**Given passage**
In reality, if your bot is any bit complex, it will access an API, and if in doing so, you will need custom code. While this is simply done (upload your code with one command), if you want to do any kind of usability tests before changing your code, then you will likely have to create a copy of your agent in Dialogflow ES to test against. There is no easy way around this.


Dialogflow CS

This is very similar to Dialogflow ES.

  • You need to create a version for the environment first.
  • Dialogflow CX has an almost identical organization as Dialogflow ES after creating a version. Create an environment (in this case Production), then navigate to Integrations.
  • In the Integrations page, you can once again select production to deploy. Like for Dialogflow ES, for deploying your custom code, you can pick another platform, but all the documentation will point towards using Google Cloud’s serverless functionality.

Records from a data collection
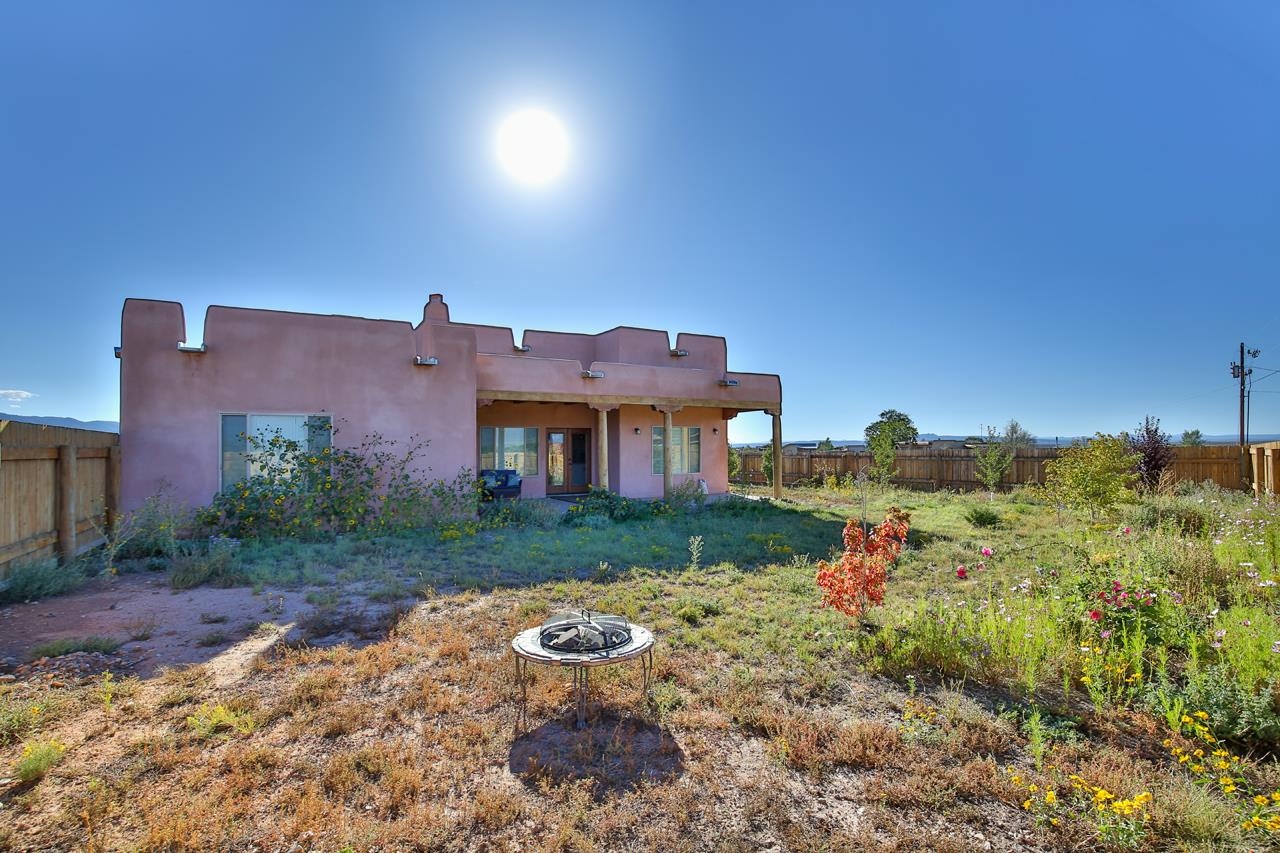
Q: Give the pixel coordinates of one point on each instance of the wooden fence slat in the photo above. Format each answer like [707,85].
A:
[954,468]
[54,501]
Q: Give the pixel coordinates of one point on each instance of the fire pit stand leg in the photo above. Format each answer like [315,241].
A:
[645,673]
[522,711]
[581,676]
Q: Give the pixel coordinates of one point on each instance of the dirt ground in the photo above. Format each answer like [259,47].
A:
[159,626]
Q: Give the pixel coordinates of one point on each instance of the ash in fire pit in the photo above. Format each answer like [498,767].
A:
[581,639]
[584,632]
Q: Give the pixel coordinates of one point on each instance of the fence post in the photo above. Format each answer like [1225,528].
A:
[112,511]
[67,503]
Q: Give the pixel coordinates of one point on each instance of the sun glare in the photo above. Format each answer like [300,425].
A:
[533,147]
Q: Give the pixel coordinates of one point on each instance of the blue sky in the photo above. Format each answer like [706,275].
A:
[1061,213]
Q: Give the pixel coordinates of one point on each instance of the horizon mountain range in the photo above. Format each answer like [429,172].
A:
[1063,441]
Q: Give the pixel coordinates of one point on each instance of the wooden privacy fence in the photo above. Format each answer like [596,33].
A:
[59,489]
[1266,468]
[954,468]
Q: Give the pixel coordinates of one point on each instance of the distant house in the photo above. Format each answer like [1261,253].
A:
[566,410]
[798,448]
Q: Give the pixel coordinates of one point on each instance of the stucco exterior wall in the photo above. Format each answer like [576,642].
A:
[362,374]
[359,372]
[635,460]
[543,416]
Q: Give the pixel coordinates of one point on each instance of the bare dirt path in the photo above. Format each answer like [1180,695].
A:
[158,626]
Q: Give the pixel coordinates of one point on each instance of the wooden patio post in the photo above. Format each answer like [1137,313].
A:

* * *

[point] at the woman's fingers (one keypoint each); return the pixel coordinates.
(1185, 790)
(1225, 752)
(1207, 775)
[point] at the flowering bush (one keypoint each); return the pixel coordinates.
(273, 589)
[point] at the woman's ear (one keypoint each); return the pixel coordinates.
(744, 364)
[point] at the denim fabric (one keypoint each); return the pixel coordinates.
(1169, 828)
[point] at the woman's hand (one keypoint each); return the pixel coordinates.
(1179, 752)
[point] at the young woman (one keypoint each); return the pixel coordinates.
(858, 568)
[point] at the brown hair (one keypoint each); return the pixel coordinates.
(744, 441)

==

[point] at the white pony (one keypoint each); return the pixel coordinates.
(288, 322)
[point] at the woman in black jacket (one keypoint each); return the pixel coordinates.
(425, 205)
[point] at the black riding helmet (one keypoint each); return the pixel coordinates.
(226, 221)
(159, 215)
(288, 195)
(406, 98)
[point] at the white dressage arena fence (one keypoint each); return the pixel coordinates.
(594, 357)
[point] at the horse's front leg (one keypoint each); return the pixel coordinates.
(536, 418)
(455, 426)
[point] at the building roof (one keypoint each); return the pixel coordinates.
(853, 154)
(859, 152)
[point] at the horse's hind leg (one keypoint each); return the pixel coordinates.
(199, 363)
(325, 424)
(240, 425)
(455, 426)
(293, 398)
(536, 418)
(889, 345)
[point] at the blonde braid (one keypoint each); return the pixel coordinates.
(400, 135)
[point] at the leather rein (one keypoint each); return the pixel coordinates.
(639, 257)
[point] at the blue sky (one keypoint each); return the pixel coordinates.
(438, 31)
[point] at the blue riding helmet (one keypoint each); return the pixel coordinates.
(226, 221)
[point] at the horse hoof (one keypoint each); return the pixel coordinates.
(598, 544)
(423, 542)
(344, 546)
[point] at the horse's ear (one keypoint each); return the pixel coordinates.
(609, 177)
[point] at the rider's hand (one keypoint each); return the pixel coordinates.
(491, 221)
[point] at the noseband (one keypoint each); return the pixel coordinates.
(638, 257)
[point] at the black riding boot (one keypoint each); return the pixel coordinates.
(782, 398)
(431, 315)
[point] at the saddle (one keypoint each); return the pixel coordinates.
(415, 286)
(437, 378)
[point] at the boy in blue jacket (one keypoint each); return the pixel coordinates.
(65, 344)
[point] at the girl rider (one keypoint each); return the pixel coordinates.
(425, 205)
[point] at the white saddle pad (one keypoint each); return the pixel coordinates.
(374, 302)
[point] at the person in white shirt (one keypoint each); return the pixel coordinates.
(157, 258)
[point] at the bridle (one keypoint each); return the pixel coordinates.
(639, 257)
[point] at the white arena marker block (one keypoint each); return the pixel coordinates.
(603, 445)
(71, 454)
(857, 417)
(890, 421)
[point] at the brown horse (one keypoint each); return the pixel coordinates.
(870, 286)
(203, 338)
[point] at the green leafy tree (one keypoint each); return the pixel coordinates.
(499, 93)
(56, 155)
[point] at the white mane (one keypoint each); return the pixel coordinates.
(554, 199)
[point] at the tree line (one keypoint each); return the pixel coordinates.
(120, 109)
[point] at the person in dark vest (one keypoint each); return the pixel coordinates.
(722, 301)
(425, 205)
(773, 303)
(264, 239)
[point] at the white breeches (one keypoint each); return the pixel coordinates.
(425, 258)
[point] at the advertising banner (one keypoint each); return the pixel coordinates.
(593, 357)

**Brief A**
Reproduce the part of the passage on deploying Dialogflow agents that opens with the words containing "This is very" and closes with "Cloud’s serverless functionality.".
**Brief B**
Answer these questions from the passage on deploying Dialogflow agents.
(i) How many commands does it take to upload custom code?
(ii) In the Dialogflow CX steps, what must be created for the environment first?
(iii) Which functionality does all the documentation point toward for deploying custom code?

**Solution A**
This is very similar to Dialogflow ES.

  • You need to create a version for the environment first.
  • Dialogflow CX has an almost identical organization as Dialogflow ES after creating a version. Create an environment (in this case Production), then navigate to Integrations.
  • In the Integrations page, you can once again select production to deploy. Like for Dialogflow ES, for deploying your custom code, you can pick another platform, but all the documentation will point towards using Google Cloud’s serverless functionality.

**Solution B**
(i) One command.
(ii) A version.
(iii) Google Cloud's serverless functionality.